▶ [COMPITO]:
Riporti senza alcuna modifica il passo della selezione che comincia con "Lo si potrebbe" e finisce con "25 maggio 1970.".

Revisionismo Al via l’operazione di equiparazione: vi si accederà dopo via della Pacificazione, snodo di una biforcazione che vedrà via Enrico Berlinguer. Il sindaco di FdI Vivarelli Colonna e la giunta di estrema destra hanno deciso dopo il nullaosta della Prefetta Berardino, moglie del ministro dell’Interno Piantedosi
Pubblicato circa un anno faEdizione del 14 settembre 2023

Sarebbe possibile, e utile, richiamare alla memoria la figura di Giorgio Almirante in molti modi e in relazione ai diversi contesti da lui vissuti nel corso della storia d’Italia.

Lo si potrebbe ricordare come zelante promotore del razzismo di Stato negli anni del regime fascista, quando dalle pagine de «La Difesa della razza» il 5 maggio 1942 scriveva «Il razzismo ha da essere cibo di tutti e per tutti. Altrimenti finiremo per fare il gioco dei meticci e degli ebrei». Si potrebbe rievocare la celebre foto che lo immortala il 16 marzo del 1968 sulla scalinata della facoltà di giurisprudenza dell’Università di Roma alla testa di un centinaio di squadristi armati di bastoni e spranghe che aspettano di aggredire gli studenti riuniti per un’assemblea nella vicina facoltà di Lettere.

Si potrebbe ricordare l’ex segretario del Msi, partito d’origine ancora vivo nel simbolo di Fratelli d’Italia, sostenere, in diretta sulla Rai-Tv, il colpo di Stato militare dei colonnelli in Grecia durante la Tribuna Politica del 25 maggio 1970.

Si potrebbe rievocare l’amnistia di cui Almirante usufruì dopo essere stato rinviato a giudizio per favoreggiamento aggravato di Carlo Cicuttini già presidente di una sezione locale del Msi e uno dei due esecutori (insieme a Vincenzo Vinciguerra) della strage di Peteano del 31 maggio 1972 in cui morirono tre carabinieri.

Per seguire la traiettoria politica di Almirante da «fascista in democrazia» (come egli stesso si definì) negli anni della Repubblica si potrebbe rileggere la richiesta di autorizzazione a procedere contro di lui presentata dal giudice Luigi Bianchi D’Espinosa per ricostituzione del partito fascista. Un’iniziativa, come tante altre relative all’estrema destra, destinata a cadere nel nulla all’interno di quei «porti delle nebbie» che erano i tribunali italiani in quei tempi.

▶ [RIGHE DI DATI]:
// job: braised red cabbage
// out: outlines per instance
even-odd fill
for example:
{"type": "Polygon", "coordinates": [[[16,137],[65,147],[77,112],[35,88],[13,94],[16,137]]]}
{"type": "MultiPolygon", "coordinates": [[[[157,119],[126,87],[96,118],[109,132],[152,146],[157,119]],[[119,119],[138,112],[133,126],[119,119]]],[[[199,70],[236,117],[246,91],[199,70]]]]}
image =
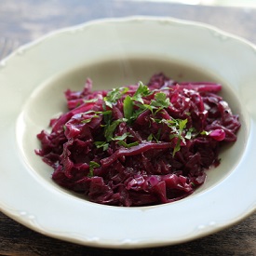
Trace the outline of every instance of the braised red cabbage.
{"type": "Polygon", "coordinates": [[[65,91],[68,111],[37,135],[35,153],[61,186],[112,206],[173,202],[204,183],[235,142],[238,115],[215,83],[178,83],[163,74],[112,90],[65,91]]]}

* * *

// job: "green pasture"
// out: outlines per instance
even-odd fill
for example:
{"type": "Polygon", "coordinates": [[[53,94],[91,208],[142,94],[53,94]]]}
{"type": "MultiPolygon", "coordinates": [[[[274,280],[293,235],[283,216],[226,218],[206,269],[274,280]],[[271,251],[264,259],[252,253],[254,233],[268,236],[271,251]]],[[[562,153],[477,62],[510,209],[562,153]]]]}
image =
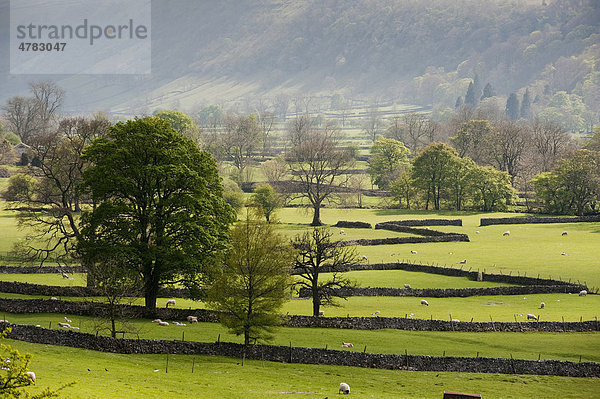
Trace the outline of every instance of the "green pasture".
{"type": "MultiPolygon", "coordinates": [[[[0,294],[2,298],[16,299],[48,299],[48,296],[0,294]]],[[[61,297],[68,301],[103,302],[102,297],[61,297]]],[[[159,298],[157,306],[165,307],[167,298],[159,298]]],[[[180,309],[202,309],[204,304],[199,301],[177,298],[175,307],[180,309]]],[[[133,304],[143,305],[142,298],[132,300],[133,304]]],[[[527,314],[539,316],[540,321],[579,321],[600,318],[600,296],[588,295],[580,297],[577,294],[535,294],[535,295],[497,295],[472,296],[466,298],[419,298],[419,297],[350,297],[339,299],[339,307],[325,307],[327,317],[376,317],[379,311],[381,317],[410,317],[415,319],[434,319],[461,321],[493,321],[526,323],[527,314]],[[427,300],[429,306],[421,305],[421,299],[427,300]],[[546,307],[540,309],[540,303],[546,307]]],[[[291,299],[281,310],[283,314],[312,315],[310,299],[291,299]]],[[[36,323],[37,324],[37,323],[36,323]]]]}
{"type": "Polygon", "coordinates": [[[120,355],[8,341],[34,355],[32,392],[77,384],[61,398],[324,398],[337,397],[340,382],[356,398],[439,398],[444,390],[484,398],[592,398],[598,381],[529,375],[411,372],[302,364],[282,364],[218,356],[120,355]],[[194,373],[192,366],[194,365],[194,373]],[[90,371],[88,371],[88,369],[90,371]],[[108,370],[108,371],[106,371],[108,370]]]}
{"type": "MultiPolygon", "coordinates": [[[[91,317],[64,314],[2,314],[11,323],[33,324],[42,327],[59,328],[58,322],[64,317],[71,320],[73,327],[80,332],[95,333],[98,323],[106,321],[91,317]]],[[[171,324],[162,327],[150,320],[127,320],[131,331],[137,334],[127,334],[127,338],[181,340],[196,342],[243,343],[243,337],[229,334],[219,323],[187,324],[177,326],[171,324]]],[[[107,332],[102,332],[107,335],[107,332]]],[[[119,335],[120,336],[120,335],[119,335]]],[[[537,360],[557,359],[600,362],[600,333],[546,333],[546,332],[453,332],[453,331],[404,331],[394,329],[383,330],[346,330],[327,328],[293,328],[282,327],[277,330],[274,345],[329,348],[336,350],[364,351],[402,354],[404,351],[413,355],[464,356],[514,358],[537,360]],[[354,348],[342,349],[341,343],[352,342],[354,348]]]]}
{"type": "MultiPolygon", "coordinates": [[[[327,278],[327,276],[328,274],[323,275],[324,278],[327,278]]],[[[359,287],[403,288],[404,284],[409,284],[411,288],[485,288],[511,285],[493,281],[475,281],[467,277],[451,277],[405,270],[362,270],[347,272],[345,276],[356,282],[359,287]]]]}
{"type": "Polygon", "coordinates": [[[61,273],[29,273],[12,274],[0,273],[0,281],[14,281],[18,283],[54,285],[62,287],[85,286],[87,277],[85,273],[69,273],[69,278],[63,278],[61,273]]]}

▶ [RISPOSTA CORRETTA]:
Lo si potrebbe ricordare come zelante promotore del razzismo di Stato negli anni del regime fascista, quando dalle pagine de «La Difesa della razza» il 5 maggio 1942 scriveva «Il razzismo ha da essere cibo di tutti e per tutti. Altrimenti finiremo per fare il gioco dei meticci e degli ebrei». Si potrebbe rievocare la celebre foto che lo immortala il 16 marzo del 1968 sulla scalinata della facoltà di giurisprudenza dell’Università di Roma alla testa di un centinaio di squadristi armati di bastoni e spranghe che aspettano di aggredire gli studenti riuniti per un’assemblea nella vicina facoltà di Lettere.

Si potrebbe ricordare l’ex segretario del Msi, partito d’origine ancora vivo nel simbolo di Fratelli d’Italia, sostenere, in diretta sulla Rai-Tv, il colpo di Stato militare dei colonnelli in Grecia durante la Tribuna Politica del 25 maggio 1970.